• PROBLEM TO SOLVE: Would you output the entries below only from the line containing "Practice step: indicate the white sock" through the line containing "Practice step: indicate the white basketball shorts", exactly as they stand and with both ends included?

[Dataset entries]
+ + + +
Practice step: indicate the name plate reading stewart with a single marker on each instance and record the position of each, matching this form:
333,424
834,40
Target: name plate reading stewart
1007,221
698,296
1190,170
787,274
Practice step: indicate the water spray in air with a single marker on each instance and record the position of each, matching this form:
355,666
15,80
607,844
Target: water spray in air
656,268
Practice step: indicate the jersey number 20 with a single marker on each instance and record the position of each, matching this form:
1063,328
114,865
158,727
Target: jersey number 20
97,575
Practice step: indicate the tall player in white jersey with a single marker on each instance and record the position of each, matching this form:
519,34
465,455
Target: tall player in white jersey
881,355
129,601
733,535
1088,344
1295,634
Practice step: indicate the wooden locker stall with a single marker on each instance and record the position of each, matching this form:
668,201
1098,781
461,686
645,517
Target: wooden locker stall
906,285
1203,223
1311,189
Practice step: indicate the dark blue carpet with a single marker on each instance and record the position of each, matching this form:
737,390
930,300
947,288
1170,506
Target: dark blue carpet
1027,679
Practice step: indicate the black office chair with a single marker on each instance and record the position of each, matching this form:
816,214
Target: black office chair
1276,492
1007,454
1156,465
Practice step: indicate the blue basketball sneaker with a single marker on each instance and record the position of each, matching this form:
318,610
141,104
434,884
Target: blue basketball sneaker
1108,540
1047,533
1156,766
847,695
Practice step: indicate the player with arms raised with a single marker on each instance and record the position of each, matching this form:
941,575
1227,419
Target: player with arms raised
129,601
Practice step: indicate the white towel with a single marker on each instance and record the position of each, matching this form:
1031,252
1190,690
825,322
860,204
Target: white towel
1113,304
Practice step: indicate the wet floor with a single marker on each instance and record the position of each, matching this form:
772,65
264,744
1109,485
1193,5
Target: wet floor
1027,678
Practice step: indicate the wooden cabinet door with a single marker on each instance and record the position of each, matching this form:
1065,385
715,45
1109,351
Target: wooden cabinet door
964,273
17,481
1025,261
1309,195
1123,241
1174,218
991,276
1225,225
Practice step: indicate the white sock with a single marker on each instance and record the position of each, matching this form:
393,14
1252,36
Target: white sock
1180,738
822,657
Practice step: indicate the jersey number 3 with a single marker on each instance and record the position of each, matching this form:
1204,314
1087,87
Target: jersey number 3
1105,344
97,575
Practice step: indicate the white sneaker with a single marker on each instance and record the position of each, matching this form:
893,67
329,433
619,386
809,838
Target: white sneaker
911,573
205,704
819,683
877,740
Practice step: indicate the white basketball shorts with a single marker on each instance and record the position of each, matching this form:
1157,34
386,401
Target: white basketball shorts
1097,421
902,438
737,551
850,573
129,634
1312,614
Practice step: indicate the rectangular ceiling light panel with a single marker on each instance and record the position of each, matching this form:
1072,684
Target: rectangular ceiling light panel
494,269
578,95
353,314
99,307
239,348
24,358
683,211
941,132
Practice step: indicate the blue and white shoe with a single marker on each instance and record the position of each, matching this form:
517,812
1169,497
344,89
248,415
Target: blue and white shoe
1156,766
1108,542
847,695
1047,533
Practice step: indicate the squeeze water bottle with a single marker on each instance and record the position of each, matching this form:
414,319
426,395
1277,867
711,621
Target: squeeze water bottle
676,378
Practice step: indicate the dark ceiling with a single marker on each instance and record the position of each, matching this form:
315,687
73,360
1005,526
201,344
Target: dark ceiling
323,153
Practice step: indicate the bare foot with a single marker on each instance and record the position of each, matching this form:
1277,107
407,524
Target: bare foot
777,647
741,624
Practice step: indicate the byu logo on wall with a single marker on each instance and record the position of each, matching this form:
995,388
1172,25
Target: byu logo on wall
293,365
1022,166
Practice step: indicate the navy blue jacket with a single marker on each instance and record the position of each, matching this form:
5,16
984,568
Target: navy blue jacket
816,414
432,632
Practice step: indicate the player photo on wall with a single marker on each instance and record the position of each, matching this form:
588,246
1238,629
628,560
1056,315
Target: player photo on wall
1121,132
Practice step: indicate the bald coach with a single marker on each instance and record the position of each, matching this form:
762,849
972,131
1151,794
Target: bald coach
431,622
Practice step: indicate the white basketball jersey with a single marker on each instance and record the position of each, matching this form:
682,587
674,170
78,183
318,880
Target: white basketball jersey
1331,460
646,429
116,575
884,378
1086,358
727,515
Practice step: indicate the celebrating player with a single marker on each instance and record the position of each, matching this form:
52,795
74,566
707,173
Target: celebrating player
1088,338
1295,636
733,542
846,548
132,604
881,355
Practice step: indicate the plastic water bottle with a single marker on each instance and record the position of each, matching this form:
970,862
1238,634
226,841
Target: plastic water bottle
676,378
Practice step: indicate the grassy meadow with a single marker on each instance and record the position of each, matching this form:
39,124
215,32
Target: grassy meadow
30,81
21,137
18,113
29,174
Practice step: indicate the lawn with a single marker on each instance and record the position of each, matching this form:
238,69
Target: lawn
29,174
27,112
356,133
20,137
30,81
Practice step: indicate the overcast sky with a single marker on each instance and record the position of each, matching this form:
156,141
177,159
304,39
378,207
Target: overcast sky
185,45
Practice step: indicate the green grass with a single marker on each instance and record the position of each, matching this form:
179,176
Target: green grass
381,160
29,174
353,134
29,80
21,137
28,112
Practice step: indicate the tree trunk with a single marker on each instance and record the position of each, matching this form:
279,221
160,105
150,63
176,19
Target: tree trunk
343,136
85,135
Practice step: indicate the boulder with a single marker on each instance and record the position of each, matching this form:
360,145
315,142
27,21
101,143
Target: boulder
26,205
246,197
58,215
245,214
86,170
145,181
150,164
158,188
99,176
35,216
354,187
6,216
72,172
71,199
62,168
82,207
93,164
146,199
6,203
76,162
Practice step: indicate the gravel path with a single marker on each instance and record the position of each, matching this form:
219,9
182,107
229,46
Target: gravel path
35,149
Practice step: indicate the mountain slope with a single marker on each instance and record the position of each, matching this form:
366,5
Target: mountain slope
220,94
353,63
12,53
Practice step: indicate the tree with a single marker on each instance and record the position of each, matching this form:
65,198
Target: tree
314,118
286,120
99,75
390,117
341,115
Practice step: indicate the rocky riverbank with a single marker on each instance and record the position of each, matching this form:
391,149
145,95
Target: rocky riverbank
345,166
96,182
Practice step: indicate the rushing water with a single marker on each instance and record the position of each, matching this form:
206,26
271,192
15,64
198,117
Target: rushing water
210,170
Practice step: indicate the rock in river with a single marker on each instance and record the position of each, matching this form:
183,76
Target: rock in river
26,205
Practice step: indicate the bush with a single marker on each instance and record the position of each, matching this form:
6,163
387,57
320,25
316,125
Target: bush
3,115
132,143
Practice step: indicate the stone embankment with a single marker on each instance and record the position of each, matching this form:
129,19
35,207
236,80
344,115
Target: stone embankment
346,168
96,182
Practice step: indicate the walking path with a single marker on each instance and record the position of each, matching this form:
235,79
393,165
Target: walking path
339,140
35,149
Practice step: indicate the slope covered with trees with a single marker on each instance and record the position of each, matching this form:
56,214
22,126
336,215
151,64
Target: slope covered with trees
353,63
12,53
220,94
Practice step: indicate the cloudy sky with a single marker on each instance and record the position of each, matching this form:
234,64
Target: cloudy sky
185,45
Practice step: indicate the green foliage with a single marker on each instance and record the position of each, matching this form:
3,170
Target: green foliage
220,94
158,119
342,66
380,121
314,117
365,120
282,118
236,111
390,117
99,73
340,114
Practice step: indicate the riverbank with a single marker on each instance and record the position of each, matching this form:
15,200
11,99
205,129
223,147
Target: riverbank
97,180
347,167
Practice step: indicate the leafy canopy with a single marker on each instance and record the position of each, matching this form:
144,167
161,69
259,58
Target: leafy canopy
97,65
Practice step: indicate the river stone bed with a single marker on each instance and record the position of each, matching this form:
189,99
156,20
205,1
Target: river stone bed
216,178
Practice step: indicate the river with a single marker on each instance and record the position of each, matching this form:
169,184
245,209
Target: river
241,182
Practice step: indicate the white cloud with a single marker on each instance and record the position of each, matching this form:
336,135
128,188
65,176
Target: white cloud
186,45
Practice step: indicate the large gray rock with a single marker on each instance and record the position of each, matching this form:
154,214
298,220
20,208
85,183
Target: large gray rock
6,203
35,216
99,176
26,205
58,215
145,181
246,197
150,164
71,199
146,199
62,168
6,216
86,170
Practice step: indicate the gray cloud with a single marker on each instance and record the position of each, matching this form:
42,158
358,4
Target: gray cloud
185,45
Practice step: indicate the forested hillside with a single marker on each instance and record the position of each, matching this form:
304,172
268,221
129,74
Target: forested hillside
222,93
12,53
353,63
+ + + +
• RESPONSE FOR THIS EXERCISE:
Practice step: indicate the white sock with a single marker on each instance and record the position of each, matching this form:
393,14
1252,36
Target: white sock
1180,738
822,657
Practice step: indicate the jersey number 3 with a single marker on each instance and record the position of each, matching this form:
1204,314
1087,87
Target: jersey number 3
1105,344
97,575
Practice step: indicate the white sneaker with a single marker on each instance and record the position of each, matching this form:
893,67
329,433
619,386
809,838
Target: white sneaker
911,573
205,704
819,683
877,740
Practice step: indicate the white basketball shorts with a single marker on each instance and record the position of each, matching this form:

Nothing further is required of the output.